▸ **Problem**
Could you repeat all of the rows below word for word, leaving the pictures out of your answer?
——————
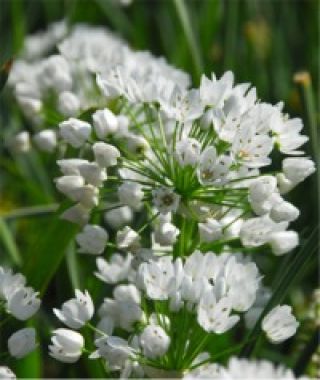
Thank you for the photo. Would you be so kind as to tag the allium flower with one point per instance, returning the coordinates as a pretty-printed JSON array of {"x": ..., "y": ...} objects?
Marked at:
[
  {"x": 92, "y": 239},
  {"x": 279, "y": 324},
  {"x": 23, "y": 303},
  {"x": 77, "y": 311},
  {"x": 66, "y": 345},
  {"x": 22, "y": 342},
  {"x": 154, "y": 341},
  {"x": 6, "y": 373}
]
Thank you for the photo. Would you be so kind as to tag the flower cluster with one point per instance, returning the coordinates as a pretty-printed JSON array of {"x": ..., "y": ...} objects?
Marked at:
[
  {"x": 21, "y": 302},
  {"x": 171, "y": 186}
]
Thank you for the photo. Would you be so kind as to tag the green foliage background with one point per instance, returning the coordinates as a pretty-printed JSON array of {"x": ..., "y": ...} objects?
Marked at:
[{"x": 264, "y": 42}]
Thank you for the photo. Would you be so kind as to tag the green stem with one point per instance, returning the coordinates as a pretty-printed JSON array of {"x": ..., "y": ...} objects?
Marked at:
[{"x": 190, "y": 36}]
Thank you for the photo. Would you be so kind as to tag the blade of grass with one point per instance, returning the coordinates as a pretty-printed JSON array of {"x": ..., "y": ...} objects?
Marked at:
[
  {"x": 9, "y": 242},
  {"x": 298, "y": 265},
  {"x": 184, "y": 18},
  {"x": 48, "y": 253}
]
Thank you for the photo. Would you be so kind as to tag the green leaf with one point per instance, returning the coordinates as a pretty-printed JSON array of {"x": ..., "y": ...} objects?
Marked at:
[
  {"x": 9, "y": 242},
  {"x": 289, "y": 276},
  {"x": 4, "y": 73},
  {"x": 48, "y": 252}
]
——————
▸ **In response**
Thank you for the photo. Would you be so kind as to tag the allium flower with one point per instance, returning the coordinates as a pretty-printed JSON array of {"x": ..., "y": ...} objects?
Marked at:
[
  {"x": 92, "y": 239},
  {"x": 279, "y": 324},
  {"x": 23, "y": 303},
  {"x": 77, "y": 311},
  {"x": 66, "y": 345},
  {"x": 22, "y": 342},
  {"x": 154, "y": 341},
  {"x": 6, "y": 373}
]
Thank you for the photo. Would you be so kind as to tag the flower cluster with one point per instance, returning the coordinates as a pretty-printed JSON array of {"x": ..., "y": ...} objects?
Marked at:
[
  {"x": 21, "y": 302},
  {"x": 171, "y": 186}
]
Thank you for the photo. Would you be so kind as to tag the green foliage background with one point per instance, returning the coordinates as a pretty-printed JSON array of {"x": ..., "y": ...} objects?
Marked at:
[{"x": 264, "y": 42}]
Thank you for the photo. Would you be so kind as to tag the green stem with one point per instance, returning the coordinates as a pretty-printed JSON array of {"x": ..., "y": ...} objects?
Marked at:
[{"x": 190, "y": 36}]
Thank you for the photo. Would you be so kind as to tag the blade of grass with one point per instance, returning the coordinates as a pretty-printed JSON array of {"x": ..., "y": ...} objects?
Marked at:
[
  {"x": 9, "y": 242},
  {"x": 298, "y": 265},
  {"x": 184, "y": 18},
  {"x": 48, "y": 253}
]
Thank you for the photo. Would you be so kind as to tag the green leaf with one point per instance, returning the coordinates as a pretty-printed JSON array of {"x": ..., "y": ...} objects?
Marked at:
[
  {"x": 9, "y": 242},
  {"x": 289, "y": 276},
  {"x": 4, "y": 73},
  {"x": 48, "y": 252}
]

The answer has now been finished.